• Task goal: Transcribe the records below word for word, omitting the pictures from your copy.

[Records taken from a collection]
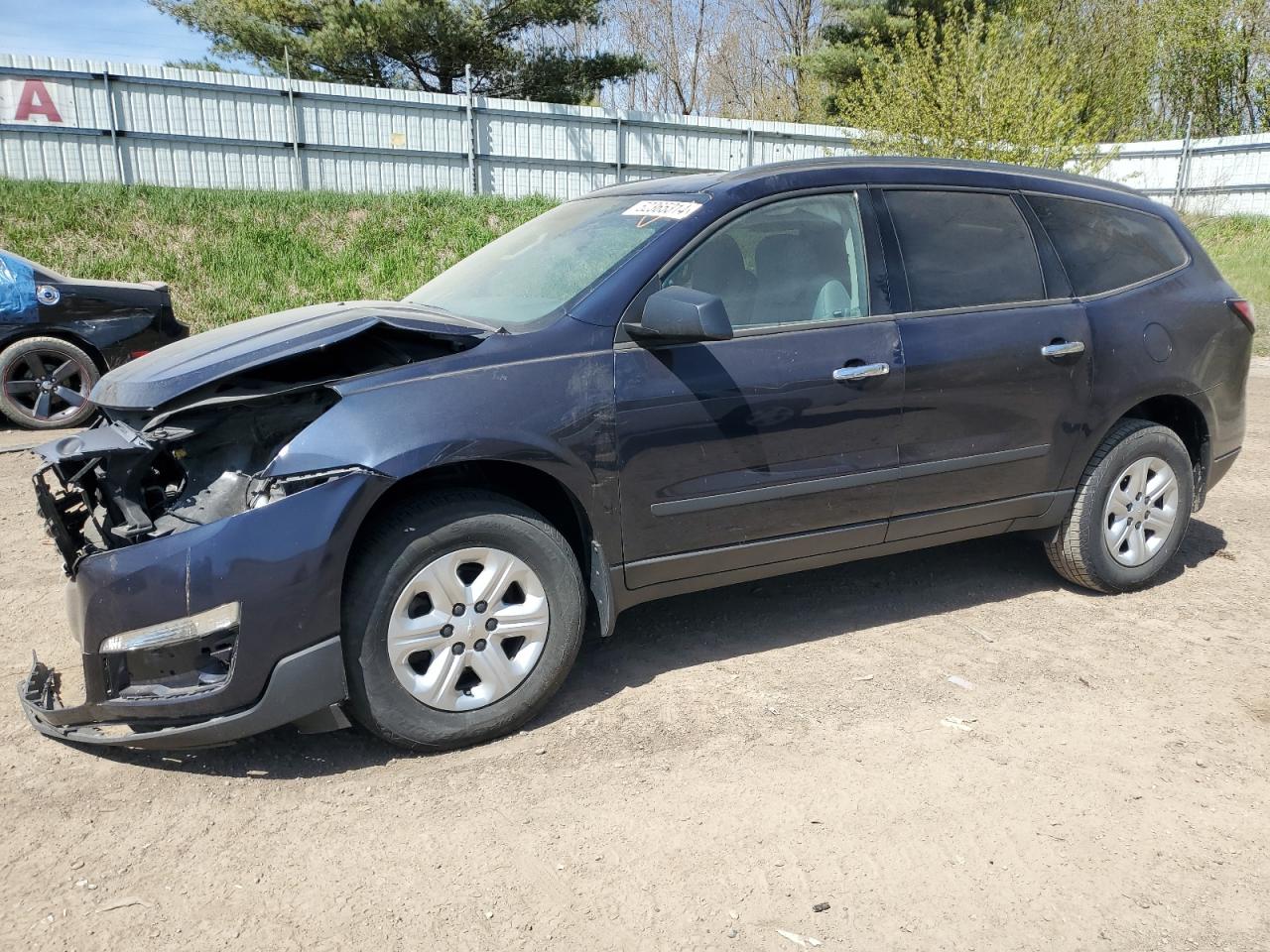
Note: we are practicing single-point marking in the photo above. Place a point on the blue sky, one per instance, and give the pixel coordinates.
(127, 31)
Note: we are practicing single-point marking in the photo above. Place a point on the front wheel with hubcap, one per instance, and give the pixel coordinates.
(462, 616)
(1132, 509)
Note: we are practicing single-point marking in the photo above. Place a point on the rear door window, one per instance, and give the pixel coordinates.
(1106, 246)
(964, 249)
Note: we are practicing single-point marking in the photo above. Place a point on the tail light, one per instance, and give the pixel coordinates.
(1243, 309)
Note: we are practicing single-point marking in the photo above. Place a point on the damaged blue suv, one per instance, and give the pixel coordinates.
(411, 512)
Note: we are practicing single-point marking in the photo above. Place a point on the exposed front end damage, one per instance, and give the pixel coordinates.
(204, 589)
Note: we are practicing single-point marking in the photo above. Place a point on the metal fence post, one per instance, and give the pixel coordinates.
(114, 126)
(621, 149)
(471, 134)
(1183, 166)
(294, 127)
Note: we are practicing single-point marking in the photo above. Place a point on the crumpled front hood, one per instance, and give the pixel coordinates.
(189, 365)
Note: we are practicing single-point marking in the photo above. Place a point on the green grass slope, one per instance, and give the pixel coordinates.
(230, 255)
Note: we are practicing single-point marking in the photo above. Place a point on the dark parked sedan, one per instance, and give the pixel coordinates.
(413, 511)
(59, 335)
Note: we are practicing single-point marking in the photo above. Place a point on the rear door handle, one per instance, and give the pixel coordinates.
(861, 371)
(1064, 348)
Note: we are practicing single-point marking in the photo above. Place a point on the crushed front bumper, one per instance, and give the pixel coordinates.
(282, 563)
(305, 687)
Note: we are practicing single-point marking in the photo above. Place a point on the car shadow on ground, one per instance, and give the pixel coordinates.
(710, 626)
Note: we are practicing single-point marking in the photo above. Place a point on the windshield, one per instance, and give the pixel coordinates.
(541, 266)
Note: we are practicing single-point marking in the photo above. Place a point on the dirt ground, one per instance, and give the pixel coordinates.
(722, 765)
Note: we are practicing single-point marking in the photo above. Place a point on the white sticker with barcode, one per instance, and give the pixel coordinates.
(663, 209)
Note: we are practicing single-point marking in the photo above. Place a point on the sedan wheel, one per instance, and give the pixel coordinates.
(45, 382)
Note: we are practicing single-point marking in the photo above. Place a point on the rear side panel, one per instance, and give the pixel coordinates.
(1173, 335)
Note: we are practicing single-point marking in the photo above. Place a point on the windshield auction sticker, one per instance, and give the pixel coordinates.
(663, 209)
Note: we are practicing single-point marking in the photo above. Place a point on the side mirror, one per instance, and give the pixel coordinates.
(683, 313)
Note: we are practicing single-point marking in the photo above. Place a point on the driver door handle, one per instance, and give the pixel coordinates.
(1064, 348)
(861, 372)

• The reply:
Note: we are practicing single-point marking in the photo above. Place a point on the blue sky, one per instance, and give the pixel coordinates.
(127, 31)
Note: we are practicing single-point marking in the photo above. Place a point on the front wheel with hubcap, one per instance, and give the pixel coordinates.
(462, 616)
(1132, 509)
Note: we are practicing single-point marking in the photo above. Place a point on the rear door window, one per instance, and give the pixel coordinates.
(1106, 246)
(964, 249)
Note: we are practicing single-point marking in the photo above. Place a point on the tail light, one per instance, and give the pixel coordinates.
(1243, 309)
Note: we are practicing single-point marking in the photo above. Place a point on the damaged blue suv, one per instance, and give the pixel coordinates.
(411, 512)
Note: we are practicing single-point marking in the photo above. Place a point on the exposed front end damage, one per instance, and give the pixel coordinates.
(204, 589)
Note: we are practicing single-point marking in the photo above. Place a point on the metal fence post, one per instance, and give the pixel coordinates.
(114, 126)
(621, 149)
(471, 134)
(1183, 166)
(294, 127)
Note: we are practicing single-point marking in the photo above. Place a point on the crumpled front hood, one per instance, and give the pixel coordinates.
(189, 365)
Note: we are practicing single-point marking in the photo above. Place a point on the green grass slope, one per instance, and give the pixel coordinates.
(230, 255)
Note: we are practicing single-point marking in the photo above. Place a point on the dark parked sedan, one per instance, and give the pixel coordinates.
(413, 511)
(59, 335)
Note: we are practicing single-point marking in the photo above. Place a point on the rear door handle, one per instance, and give the pixel coordinates.
(861, 371)
(1064, 348)
Note: we are practicing single-point marking in the photo above. Place a point on the crushed front bumper, one per instance, and give the pixel coordinates.
(282, 563)
(305, 687)
Note: we are practicing single-point marking in the photo above. Place a point on the car shadow on ground, one per instance, and give the pixel coordinates.
(710, 626)
Note: we are practicing single-point marking in the photo above. Place a point on the windshield, one per instance, and give the pixel coordinates.
(541, 266)
Note: we are practicing single-point marking in the photo above. Place a point on the dirt ground, one per instance, and give the pixel coordinates.
(722, 765)
Note: we are practicing single-point marking in the photo above. Place a point on the white sticker with barcode, one per instance, and give the pixel coordinates.
(663, 209)
Note: we are practicing single-point marking in the photo above. Place a point on the sedan wheel, one per instance, and give the pixel coordinates.
(45, 382)
Note: we are practicing single-point marking in the photo above. Place a point on the rear side panel, one per instance, and give the pixel coordinates.
(1173, 335)
Note: we are practicing single-point marking in the photo above. Place a point on the windshield auction sticker, one per instance, and give the pixel coordinates.
(663, 209)
Note: we are practicing single-point marking in the photo above. Place a point on the side mirror, one per instance, and give the pixel coordinates.
(683, 313)
Note: we are practicing single-point marking in the photo above. Place a point on the driver door handle, one per instance, and give the pixel coordinates.
(1064, 348)
(861, 372)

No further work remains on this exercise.